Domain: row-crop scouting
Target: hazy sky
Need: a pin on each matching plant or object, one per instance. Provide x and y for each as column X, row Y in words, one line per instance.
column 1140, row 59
---
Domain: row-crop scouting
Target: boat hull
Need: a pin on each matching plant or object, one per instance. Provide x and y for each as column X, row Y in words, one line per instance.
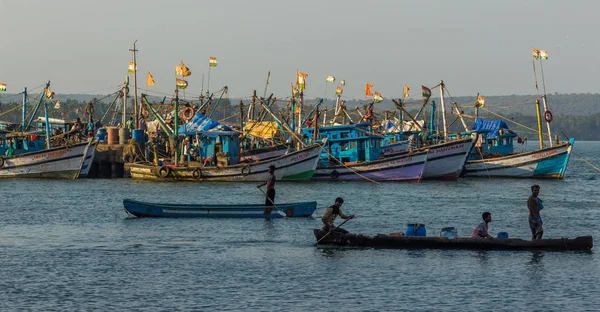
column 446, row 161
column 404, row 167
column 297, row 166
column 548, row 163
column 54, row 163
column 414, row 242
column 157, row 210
* * *
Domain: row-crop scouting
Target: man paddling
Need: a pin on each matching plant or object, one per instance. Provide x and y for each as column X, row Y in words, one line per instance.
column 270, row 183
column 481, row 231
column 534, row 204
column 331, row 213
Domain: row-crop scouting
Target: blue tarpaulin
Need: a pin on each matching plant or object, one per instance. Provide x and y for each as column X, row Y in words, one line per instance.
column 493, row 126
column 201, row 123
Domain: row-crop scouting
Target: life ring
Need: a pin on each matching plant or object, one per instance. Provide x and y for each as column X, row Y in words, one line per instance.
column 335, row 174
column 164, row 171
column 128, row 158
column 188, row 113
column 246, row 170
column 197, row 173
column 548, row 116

▸ **Task requirements**
Give every line of the material that includes the string "Target".

▸ **Worked solution**
Target: hazy sky
Target: boat hull
Target: man paddling
Target: blue tarpaulin
Target: life ring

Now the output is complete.